**Data rows:**
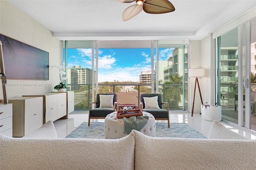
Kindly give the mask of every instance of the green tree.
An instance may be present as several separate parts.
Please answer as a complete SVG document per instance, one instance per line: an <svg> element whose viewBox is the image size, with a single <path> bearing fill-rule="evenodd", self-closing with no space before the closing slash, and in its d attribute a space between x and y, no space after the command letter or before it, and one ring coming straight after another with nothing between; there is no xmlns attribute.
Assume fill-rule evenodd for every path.
<svg viewBox="0 0 256 170"><path fill-rule="evenodd" d="M179 103L181 102L182 95L182 77L175 74L170 76L170 81L164 84L172 84L173 85L166 86L165 99L169 105L172 107L178 107Z"/></svg>
<svg viewBox="0 0 256 170"><path fill-rule="evenodd" d="M256 73L251 72L251 83L256 83Z"/></svg>

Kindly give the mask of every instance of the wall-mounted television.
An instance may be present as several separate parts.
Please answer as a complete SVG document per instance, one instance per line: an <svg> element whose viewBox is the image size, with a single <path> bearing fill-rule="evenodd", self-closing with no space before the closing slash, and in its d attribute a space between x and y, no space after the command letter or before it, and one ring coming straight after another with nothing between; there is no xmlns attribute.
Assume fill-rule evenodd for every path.
<svg viewBox="0 0 256 170"><path fill-rule="evenodd" d="M49 53L0 34L7 79L49 80Z"/></svg>

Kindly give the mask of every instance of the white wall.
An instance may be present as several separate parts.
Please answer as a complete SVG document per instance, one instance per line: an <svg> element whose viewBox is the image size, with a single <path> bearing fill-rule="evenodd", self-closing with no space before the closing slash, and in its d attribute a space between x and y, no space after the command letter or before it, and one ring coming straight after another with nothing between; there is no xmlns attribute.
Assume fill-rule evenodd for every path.
<svg viewBox="0 0 256 170"><path fill-rule="evenodd" d="M190 57L189 57L189 69L201 68L200 54L200 40L190 41ZM189 113L192 112L192 107L193 105L193 99L194 93L194 88L195 87L195 81L196 77L189 77L189 83L188 85L188 100L190 101L190 109L189 109ZM202 89L202 83L201 83L201 78L198 77L198 82L200 89ZM202 92L201 92L202 93ZM198 88L196 86L196 95L195 97L195 102L194 108L194 114L199 113L201 112L201 99L199 95Z"/></svg>
<svg viewBox="0 0 256 170"><path fill-rule="evenodd" d="M205 76L198 77L198 82L204 104L206 102L210 104L215 104L214 101L212 101L213 100L211 100L212 97L214 96L212 90L214 86L213 84L214 77L212 77L212 71L214 69L211 43L211 36L209 36L201 40L191 41L190 43L189 68L201 68L205 69ZM191 113L196 78L189 78L189 101L190 101L190 109L189 109L189 111ZM199 91L196 86L193 115L201 113L201 105Z"/></svg>
<svg viewBox="0 0 256 170"><path fill-rule="evenodd" d="M214 70L213 57L211 54L211 42L210 36L200 41L201 68L205 70L204 77L201 78L202 88L200 88L204 103L207 102L208 104L215 104L214 101L211 100L213 99L212 97L214 96L212 90L214 88L214 77L212 77L211 74Z"/></svg>
<svg viewBox="0 0 256 170"><path fill-rule="evenodd" d="M7 98L56 91L54 87L58 84L58 70L52 67L62 65L62 42L54 38L50 30L6 0L0 0L0 33L49 52L49 80L8 79L6 76L8 83L50 83L51 86L7 86ZM2 94L0 88L0 99L3 99Z"/></svg>

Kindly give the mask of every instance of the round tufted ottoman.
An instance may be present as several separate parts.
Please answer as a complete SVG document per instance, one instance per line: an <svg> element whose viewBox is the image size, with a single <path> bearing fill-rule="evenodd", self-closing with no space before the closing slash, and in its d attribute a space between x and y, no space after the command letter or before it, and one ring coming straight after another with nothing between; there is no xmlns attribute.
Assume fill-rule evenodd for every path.
<svg viewBox="0 0 256 170"><path fill-rule="evenodd" d="M149 119L145 126L140 132L150 136L156 136L156 123L154 117L146 112L143 112L143 116ZM112 113L105 118L104 134L106 139L118 139L128 135L124 132L124 124L123 118L116 117L116 112Z"/></svg>

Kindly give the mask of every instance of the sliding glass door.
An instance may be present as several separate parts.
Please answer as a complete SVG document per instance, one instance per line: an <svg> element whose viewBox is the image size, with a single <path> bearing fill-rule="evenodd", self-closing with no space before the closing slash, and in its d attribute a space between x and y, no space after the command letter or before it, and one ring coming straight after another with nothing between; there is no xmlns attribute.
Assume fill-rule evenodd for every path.
<svg viewBox="0 0 256 170"><path fill-rule="evenodd" d="M253 76L256 77L255 20L221 35L216 41L217 101L222 107L222 119L248 128L251 123L256 125L256 121L251 121L256 104L251 97L254 96L251 96L256 89L252 85Z"/></svg>

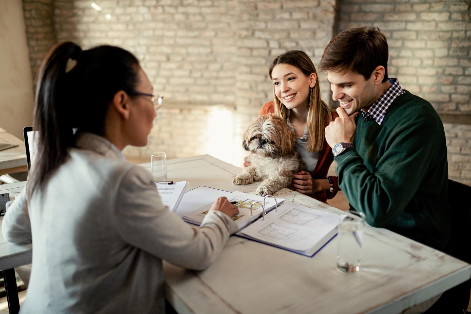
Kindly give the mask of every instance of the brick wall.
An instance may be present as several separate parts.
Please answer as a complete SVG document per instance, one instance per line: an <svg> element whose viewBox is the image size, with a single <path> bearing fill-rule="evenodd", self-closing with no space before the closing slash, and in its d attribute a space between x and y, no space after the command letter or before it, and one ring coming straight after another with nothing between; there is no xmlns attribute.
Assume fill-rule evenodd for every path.
<svg viewBox="0 0 471 314"><path fill-rule="evenodd" d="M377 26L386 35L390 75L405 89L439 112L471 113L471 31L463 31L470 11L465 1L95 2L101 11L85 0L23 0L32 72L35 75L45 52L57 41L72 40L84 48L116 45L135 53L165 101L147 146L127 149L130 157L146 159L162 151L169 158L217 154L230 150L231 143L232 157L227 152L218 156L239 164L242 132L272 100L268 70L272 59L301 49L317 64L337 32L363 25ZM330 101L325 73L319 81L323 98ZM471 156L471 141L461 140L466 127L445 124L450 177L463 182L467 182L466 156ZM225 133L224 140L219 135Z"/></svg>
<svg viewBox="0 0 471 314"><path fill-rule="evenodd" d="M31 73L35 83L46 54L57 42L52 0L23 0Z"/></svg>
<svg viewBox="0 0 471 314"><path fill-rule="evenodd" d="M138 158L154 151L165 151L169 158L211 153L237 165L242 132L272 100L271 61L301 49L318 63L333 36L336 5L334 0L97 0L98 11L92 2L56 0L52 18L43 17L54 21L59 41L131 51L165 95L147 146L125 153ZM36 45L30 42L33 49ZM321 90L329 99L325 77ZM219 136L224 133L225 140ZM235 153L212 148L221 143L221 150L230 150L230 143Z"/></svg>
<svg viewBox="0 0 471 314"><path fill-rule="evenodd" d="M342 0L338 31L375 26L388 39L388 74L440 113L471 113L471 29L464 1ZM471 126L444 124L450 178L471 184Z"/></svg>

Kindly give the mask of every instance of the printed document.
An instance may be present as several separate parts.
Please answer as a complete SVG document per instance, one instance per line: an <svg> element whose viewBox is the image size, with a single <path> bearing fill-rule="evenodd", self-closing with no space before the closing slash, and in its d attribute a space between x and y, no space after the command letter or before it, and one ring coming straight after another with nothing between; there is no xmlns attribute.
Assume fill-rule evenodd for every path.
<svg viewBox="0 0 471 314"><path fill-rule="evenodd" d="M268 197L264 200L263 196L242 192L233 192L224 196L227 198L229 201L235 202L235 205L239 208L239 213L233 216L232 219L239 226L239 230L261 216L263 211L262 209L264 208L265 212L268 213L284 200L284 199L277 198L276 201L275 199L273 197ZM214 201L214 200L213 200L209 204L184 215L183 220L195 225L201 225ZM252 208L252 211L251 207Z"/></svg>
<svg viewBox="0 0 471 314"><path fill-rule="evenodd" d="M189 183L186 181L175 182L173 184L155 182L157 193L163 205L169 207L169 209L175 212L181 201L185 191Z"/></svg>
<svg viewBox="0 0 471 314"><path fill-rule="evenodd" d="M308 256L337 234L339 216L286 201L237 233Z"/></svg>

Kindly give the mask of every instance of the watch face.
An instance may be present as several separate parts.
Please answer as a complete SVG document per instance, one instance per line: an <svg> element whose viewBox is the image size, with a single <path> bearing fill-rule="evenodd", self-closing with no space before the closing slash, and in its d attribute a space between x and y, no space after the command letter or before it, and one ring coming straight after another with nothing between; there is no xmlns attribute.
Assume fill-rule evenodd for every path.
<svg viewBox="0 0 471 314"><path fill-rule="evenodd" d="M333 151L334 153L335 154L340 154L342 152L342 145L340 144L335 144L333 145Z"/></svg>

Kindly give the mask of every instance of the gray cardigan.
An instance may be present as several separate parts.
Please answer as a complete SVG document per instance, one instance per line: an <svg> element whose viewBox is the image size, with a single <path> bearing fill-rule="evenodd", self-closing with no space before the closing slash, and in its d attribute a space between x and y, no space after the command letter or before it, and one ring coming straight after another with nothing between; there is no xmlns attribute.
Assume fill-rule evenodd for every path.
<svg viewBox="0 0 471 314"><path fill-rule="evenodd" d="M77 146L43 190L27 205L16 201L3 218L7 241L34 240L21 313L163 313L162 259L204 269L237 225L212 212L191 227L110 142L85 133Z"/></svg>

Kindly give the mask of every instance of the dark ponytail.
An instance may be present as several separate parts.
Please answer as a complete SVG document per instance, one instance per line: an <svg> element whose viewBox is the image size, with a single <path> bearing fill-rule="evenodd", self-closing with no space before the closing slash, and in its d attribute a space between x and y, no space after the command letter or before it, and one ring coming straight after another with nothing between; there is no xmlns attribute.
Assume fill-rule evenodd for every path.
<svg viewBox="0 0 471 314"><path fill-rule="evenodd" d="M120 90L135 90L139 62L118 47L82 50L67 42L49 52L40 69L33 129L38 131L36 161L28 193L42 189L75 146L73 129L102 135L108 109Z"/></svg>

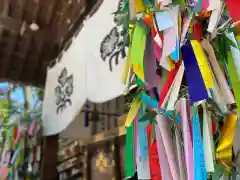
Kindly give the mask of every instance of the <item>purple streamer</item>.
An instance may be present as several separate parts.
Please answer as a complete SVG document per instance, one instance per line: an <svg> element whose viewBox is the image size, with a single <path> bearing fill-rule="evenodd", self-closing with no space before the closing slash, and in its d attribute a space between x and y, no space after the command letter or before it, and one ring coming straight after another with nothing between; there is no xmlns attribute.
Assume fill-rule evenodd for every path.
<svg viewBox="0 0 240 180"><path fill-rule="evenodd" d="M184 57L184 66L186 72L186 80L190 102L198 102L208 98L207 89L205 87L192 45L188 41L182 48Z"/></svg>

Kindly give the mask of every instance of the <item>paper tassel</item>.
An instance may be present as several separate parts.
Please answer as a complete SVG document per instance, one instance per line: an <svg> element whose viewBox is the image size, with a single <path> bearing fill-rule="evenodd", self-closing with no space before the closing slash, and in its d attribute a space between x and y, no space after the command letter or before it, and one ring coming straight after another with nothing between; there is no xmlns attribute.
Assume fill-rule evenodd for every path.
<svg viewBox="0 0 240 180"><path fill-rule="evenodd" d="M182 53L191 103L207 99L208 92L190 42L183 46Z"/></svg>
<svg viewBox="0 0 240 180"><path fill-rule="evenodd" d="M200 122L196 104L194 104L192 108L194 180L207 180Z"/></svg>
<svg viewBox="0 0 240 180"><path fill-rule="evenodd" d="M162 180L161 169L159 164L157 143L156 139L151 143L151 131L155 129L151 128L151 124L147 125L147 136L148 136L148 156L150 163L150 175L151 180Z"/></svg>

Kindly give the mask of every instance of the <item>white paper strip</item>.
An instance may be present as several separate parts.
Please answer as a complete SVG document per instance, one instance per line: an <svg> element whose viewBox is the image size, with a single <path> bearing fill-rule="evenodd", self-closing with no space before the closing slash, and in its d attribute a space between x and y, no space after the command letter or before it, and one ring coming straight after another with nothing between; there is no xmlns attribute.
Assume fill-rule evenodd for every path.
<svg viewBox="0 0 240 180"><path fill-rule="evenodd" d="M161 132L161 137L166 150L168 164L174 180L180 180L180 176L177 170L177 157L176 151L174 151L173 139L171 135L171 129L168 124L168 119L165 116L157 115L156 121Z"/></svg>

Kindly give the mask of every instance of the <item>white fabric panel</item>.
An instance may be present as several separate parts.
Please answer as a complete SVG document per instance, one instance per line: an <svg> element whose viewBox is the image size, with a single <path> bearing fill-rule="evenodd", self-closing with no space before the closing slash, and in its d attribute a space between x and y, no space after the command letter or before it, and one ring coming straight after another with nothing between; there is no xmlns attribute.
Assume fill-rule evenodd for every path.
<svg viewBox="0 0 240 180"><path fill-rule="evenodd" d="M86 64L78 55L81 54L83 57L85 55L83 42L86 42L88 39L85 34L86 30L83 28L77 38L73 40L71 47L64 52L61 61L48 70L42 114L44 135L57 134L65 129L79 113L87 98ZM63 107L62 110L60 109L57 113L58 106L56 105L57 98L55 90L56 87L60 85L58 78L63 68L67 70L67 76L73 76L73 93L69 96L71 105L66 103L65 108ZM64 90L64 94L61 94L61 98L66 95L66 85L62 90ZM61 103L64 105L63 101L61 101Z"/></svg>
<svg viewBox="0 0 240 180"><path fill-rule="evenodd" d="M89 137L90 127L84 127L83 116L76 118L84 102L89 99L101 103L123 93L125 87L121 76L127 48L119 45L123 40L120 34L122 27L114 23L113 12L117 11L118 5L118 0L104 0L98 11L84 23L83 29L63 53L60 62L48 70L42 115L44 135L57 134L65 129L64 137ZM116 53L117 60L114 56ZM112 63L109 63L111 58ZM67 70L66 77L73 77L73 92L69 96L67 94L71 90L71 84L64 84L57 89L64 93L56 93L56 87L60 85L58 77L63 68ZM71 78L66 82L71 82ZM61 101L66 98L71 104ZM62 108L57 113L58 99Z"/></svg>
<svg viewBox="0 0 240 180"><path fill-rule="evenodd" d="M87 46L87 93L92 102L104 102L122 94L124 85L121 77L125 56L117 44L123 40L120 35L121 26L116 26L114 14L118 9L118 0L104 0L98 11L87 21L88 37L91 38ZM100 52L102 49L102 53ZM119 52L116 64L114 54ZM109 55L108 55L109 54ZM115 54L116 55L116 54ZM110 60L112 58L112 61ZM111 69L110 70L110 64Z"/></svg>

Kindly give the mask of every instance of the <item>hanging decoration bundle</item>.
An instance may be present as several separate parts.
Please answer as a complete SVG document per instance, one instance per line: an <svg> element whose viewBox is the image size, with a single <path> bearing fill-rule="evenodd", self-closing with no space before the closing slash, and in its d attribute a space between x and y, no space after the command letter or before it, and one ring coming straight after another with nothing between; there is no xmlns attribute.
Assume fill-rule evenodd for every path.
<svg viewBox="0 0 240 180"><path fill-rule="evenodd" d="M137 85L125 120L126 178L237 176L239 8L237 0L123 1L122 80Z"/></svg>
<svg viewBox="0 0 240 180"><path fill-rule="evenodd" d="M1 174L4 179L38 179L41 160L39 112L26 112L1 125ZM19 114L18 114L19 115ZM16 116L16 115L15 115Z"/></svg>

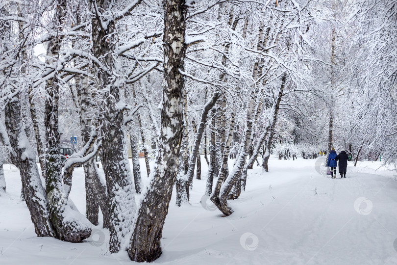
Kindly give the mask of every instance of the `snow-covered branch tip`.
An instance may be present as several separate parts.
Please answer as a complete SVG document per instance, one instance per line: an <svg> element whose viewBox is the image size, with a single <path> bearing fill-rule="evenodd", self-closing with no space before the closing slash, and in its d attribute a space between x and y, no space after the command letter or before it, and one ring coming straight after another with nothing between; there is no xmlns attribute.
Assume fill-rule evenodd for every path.
<svg viewBox="0 0 397 265"><path fill-rule="evenodd" d="M139 108L141 107L141 106L142 106L142 105L141 104L139 104L136 106L136 107L135 107L135 108L134 108L132 111L131 111L131 112L129 113L129 114L128 114L128 116L124 117L124 125L126 125L127 124L128 124L128 123L129 123L130 122L132 121L132 120L133 120L134 117L134 115L135 114L135 112L136 112L138 111L138 110L139 109Z"/></svg>

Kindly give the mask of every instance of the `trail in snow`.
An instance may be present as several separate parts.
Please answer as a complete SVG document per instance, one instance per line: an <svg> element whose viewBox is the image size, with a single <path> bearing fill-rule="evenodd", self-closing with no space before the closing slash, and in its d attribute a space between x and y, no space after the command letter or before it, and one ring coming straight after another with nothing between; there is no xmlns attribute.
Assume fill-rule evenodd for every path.
<svg viewBox="0 0 397 265"><path fill-rule="evenodd" d="M191 205L176 207L174 190L163 233L163 255L154 263L397 264L394 173L384 168L375 171L379 162L362 162L356 168L349 164L346 179L331 179L317 173L315 162L272 158L269 172L260 167L248 170L247 191L229 202L235 211L226 217L200 203L205 178L194 179ZM205 176L203 159L202 164ZM133 263L124 252L109 254L108 232L101 224L83 243L37 238L19 199L19 172L10 165L4 168L7 186L0 196L0 264ZM142 171L146 185L146 171ZM82 213L84 184L82 168L77 168L70 196Z"/></svg>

**Stated exercise:** Retype everything in the data from the very beginning down to and including the line that contains "73L251 72L251 83L256". Leave out any pictures.

**Answer to this exercise:**
Kindly give the mask of every instance of the green tree.
An instance may be present as several separate parts.
Please answer as a complete SVG document per instance, one instance per line: an <svg> element whose viewBox is the image size, with a single <path> bearing fill-rule="evenodd", self-closing with no space before the closing slash, and in its d attribute a space between x and y, no space after the command letter or before it, and one ring coming straight after another with nothing between; there is no xmlns attribute.
Assume fill-rule evenodd for every path.
<svg viewBox="0 0 256 170"><path fill-rule="evenodd" d="M179 103L181 102L182 95L182 77L175 74L170 76L170 81L164 84L172 84L173 85L166 86L165 99L169 105L172 107L178 107Z"/></svg>
<svg viewBox="0 0 256 170"><path fill-rule="evenodd" d="M256 73L251 72L251 83L256 83Z"/></svg>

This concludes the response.